Dr Hassan Abbasi, head of the Centre for Doctrinal Strategic Studies in the Revolutionary Guards, said in a speech that 29 western targets had been identified:
“We are ready to attack American and British sensitive points if they attack Iran’s nuclear facilities.” He added that some of them were “quite close” to the Iranian border in Iraq.In a tape recording heard by The Sunday Times, Abbasi warned the would-be martyrs to “pay close attention to wily England” and vowed that “Britain’s demise is on our agenda”.
At a recruiting station in Tehran recently, volunteers for the force had to show their birth certificates, give proof of their address and tick a box stating whether they would prefer to attack American targets in Iraq or Israeli targets.
President Mahmoud Ahmadinejad warned last Friday that Israel was heading towards “annihilation”. He was speaking at a Tehran conference on Palestinian rights aimed at promoting Iran as a new Middle Eastern superpower.
According to western intelligence documents leaked to The Sunday Times, the Revolutionary Guards are in charge of a secret nuclear weapons programme designed to evade the scrutiny of the International Atomic Energy Agency.
One of the leaked reports, dating from February this year, confirms that President George W Bush is preparing to strike Iran. “If the problem is not resolved in some way, he intends to act before leaving office because it would be ‘unfair’ to leave the task of destroying Iran’s nuclear facilities to a new president,” the document says.
Alireza Jafarzadeh, a former spokesman for National Council of Resistance of Iran (NCRI), an opposition group, said a secret, parallel military programme was under way. According to sources inside Iran, the Revolutionary Guards were constructing underground sites that could be activated if Iran’s known nuclear facilities were destroyed.
The NCRI is the political wing of the Mujaheddin-e-Khalq, which is deemed a terrorist organisation in Britain and America. However, much of its information is considered to be “absolutely credible” by western intelligence sources after Jafarzadeh revealed the existence of the Natanz plant in 2002.
Within the past year, 14 large and several smaller projects have been created, according to Jafarzadeh. Several are designed to be nuclear factories; others are for the storage of weapons, he claimed.
Wild Thing's comment.....
The government in Iran needs its ass kicked hard. 40,000 trained suicide bombers? Good grief! Their rhetoric is on overkill!

Problem 1: List every person that the article on Iran's Revolutionary Guards names by full name.

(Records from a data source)
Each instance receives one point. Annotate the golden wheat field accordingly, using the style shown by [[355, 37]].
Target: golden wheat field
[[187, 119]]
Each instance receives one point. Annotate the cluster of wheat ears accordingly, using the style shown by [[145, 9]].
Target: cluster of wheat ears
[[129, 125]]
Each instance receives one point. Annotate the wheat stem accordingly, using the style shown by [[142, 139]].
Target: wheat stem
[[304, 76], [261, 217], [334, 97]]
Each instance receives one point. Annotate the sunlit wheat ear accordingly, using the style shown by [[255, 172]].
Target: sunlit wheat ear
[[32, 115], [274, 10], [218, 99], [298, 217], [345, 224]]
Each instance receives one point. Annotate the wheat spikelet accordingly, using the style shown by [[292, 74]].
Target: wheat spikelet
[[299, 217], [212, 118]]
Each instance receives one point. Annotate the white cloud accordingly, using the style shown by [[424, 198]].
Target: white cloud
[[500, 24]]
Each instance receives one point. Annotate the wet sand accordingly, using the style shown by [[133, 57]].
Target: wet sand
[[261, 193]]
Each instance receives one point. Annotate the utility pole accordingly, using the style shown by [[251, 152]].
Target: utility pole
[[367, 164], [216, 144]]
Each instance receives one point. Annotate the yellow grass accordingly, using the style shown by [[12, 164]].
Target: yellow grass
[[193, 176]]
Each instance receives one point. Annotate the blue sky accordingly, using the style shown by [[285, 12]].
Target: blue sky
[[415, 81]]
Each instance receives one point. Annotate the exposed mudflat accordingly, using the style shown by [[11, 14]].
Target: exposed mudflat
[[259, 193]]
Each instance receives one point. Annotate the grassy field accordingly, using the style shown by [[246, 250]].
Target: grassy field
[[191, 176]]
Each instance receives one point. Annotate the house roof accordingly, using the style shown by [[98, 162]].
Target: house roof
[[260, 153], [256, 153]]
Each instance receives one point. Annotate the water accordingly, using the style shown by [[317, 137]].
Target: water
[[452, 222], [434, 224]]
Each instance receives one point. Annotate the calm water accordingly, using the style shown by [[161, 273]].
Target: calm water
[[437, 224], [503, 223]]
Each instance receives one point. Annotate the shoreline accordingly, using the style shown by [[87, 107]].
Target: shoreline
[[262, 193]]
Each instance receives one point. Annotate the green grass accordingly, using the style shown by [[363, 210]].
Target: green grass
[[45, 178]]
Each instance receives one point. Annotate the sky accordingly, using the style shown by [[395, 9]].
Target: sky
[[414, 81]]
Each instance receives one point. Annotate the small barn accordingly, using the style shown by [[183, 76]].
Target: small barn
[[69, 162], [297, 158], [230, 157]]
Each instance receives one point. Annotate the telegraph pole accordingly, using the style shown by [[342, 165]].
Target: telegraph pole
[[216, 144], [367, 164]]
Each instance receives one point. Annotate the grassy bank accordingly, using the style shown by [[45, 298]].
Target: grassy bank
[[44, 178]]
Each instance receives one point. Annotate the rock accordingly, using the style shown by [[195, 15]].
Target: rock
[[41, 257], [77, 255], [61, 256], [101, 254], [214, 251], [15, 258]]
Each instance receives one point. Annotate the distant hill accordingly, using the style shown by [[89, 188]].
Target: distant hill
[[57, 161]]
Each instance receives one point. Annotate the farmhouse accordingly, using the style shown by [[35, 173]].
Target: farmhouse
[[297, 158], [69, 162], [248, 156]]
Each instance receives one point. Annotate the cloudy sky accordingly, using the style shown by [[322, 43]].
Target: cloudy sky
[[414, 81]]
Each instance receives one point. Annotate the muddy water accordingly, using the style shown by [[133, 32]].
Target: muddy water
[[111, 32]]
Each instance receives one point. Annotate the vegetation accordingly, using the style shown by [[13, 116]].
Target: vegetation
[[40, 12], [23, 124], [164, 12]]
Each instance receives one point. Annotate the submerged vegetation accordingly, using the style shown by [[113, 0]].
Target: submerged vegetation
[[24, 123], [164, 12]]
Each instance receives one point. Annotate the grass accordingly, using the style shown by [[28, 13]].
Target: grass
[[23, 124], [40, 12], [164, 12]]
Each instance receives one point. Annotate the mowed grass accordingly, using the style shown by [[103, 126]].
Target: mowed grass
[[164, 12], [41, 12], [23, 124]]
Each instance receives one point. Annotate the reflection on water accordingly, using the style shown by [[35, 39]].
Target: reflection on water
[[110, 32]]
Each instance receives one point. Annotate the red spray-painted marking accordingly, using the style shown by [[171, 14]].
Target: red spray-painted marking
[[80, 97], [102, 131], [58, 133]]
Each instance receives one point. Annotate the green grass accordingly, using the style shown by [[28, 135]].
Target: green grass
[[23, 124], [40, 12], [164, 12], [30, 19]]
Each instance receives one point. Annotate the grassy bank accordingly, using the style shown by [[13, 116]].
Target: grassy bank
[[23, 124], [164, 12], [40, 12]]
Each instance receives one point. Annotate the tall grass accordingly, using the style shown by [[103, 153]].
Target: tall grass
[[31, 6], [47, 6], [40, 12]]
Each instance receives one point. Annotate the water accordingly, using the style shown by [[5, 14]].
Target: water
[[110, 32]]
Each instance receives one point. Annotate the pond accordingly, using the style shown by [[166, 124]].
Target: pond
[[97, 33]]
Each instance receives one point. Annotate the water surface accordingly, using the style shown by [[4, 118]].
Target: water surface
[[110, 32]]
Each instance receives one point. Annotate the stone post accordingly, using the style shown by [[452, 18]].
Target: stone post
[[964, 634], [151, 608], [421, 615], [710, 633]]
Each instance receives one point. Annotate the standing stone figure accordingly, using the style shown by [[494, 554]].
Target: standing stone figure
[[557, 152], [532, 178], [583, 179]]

Problem 2: Report every line of the records that contains the string "muddy", treating case as significant.

Output 1: Hassan Abbasi, Mahmoud Ahmadinejad, George W Bush, Alireza Jafarzadeh

Output 2:
Each instance receives one point. Annotate the muddy water accordingly, using the style shown by [[133, 32]].
Target: muddy water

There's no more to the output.